## Data for the task

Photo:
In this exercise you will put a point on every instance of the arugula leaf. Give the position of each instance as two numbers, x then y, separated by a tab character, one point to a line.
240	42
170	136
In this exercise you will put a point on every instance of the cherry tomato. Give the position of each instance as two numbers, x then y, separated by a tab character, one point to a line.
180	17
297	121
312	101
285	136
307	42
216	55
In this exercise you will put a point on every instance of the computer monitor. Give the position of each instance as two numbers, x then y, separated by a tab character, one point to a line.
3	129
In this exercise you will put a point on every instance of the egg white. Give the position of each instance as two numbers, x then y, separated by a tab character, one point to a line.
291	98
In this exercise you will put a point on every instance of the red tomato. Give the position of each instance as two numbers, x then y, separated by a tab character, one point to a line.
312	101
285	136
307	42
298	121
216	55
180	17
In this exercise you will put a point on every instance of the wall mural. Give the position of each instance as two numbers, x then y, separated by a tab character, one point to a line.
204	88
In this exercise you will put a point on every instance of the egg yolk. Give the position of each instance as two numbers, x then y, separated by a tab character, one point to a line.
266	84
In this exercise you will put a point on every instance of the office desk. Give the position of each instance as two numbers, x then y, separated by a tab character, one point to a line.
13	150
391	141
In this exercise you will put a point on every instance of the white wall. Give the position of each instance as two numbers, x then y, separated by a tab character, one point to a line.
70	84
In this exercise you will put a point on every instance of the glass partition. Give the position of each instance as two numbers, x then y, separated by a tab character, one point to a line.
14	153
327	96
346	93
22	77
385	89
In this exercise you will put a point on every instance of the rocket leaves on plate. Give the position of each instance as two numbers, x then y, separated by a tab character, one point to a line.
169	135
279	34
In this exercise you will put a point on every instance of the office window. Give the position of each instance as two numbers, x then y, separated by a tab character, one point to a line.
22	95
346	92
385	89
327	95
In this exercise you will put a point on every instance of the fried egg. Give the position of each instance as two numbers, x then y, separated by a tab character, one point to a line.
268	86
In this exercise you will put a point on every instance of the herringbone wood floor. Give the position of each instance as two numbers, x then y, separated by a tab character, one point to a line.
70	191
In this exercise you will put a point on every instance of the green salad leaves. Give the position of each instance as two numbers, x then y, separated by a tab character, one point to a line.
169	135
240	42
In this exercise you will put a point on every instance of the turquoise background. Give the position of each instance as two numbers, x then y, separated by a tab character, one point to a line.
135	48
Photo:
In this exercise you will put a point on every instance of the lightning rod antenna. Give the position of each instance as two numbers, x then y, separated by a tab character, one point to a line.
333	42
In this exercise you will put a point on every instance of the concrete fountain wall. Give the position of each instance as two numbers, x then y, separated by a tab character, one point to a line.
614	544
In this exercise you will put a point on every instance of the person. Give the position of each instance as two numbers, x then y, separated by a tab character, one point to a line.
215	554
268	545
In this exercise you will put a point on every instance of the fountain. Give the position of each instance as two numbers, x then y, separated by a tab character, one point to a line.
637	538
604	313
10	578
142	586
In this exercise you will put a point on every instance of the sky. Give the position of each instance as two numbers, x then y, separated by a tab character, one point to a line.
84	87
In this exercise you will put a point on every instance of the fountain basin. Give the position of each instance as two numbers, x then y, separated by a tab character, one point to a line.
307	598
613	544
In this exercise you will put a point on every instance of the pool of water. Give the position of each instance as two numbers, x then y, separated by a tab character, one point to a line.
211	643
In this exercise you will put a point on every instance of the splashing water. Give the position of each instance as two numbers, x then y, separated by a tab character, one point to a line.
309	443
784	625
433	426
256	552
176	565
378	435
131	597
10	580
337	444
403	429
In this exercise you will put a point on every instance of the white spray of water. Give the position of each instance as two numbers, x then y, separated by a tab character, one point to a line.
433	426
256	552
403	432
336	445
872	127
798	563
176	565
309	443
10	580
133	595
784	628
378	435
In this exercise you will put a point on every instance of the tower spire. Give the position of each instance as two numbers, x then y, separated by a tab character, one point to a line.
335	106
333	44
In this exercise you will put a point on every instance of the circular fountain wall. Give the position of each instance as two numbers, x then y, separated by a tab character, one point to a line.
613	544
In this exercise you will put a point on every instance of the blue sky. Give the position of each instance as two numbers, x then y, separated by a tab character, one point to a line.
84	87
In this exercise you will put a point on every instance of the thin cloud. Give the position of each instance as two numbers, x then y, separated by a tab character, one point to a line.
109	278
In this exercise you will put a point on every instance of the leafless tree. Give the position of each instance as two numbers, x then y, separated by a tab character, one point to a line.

## Exercise instructions
Write out an exact transcription of the line with "of the tower" and of each line after it; stop at the end of the records.

## Your solution
In this exercise you will put a point on every instance of the tower spire. Give the position of each instance as two numbers, x then y, separated by a tab character, one point to a line.
335	106
333	44
In this exercise you will put a point on every instance of the circular fountain wall. Give the position of each instance as two numbers, x then y, separated by a tab character, one point to a line.
613	544
In this exercise you will put a point on every instance of the blue sky. Give the position of each instance as two numbers, x then y, separated by a tab character, one point to a line.
84	87
In this exercise you will put a point on every instance of the thin cloud. Give the position of each instance as two numbers, x then y, separated by a tab character, one point to a line.
109	278
In this exercise you will put a point on every instance of the leafless tree. Give the position of each instance as two numbers, x then y, separated by a tab character, one point to a line.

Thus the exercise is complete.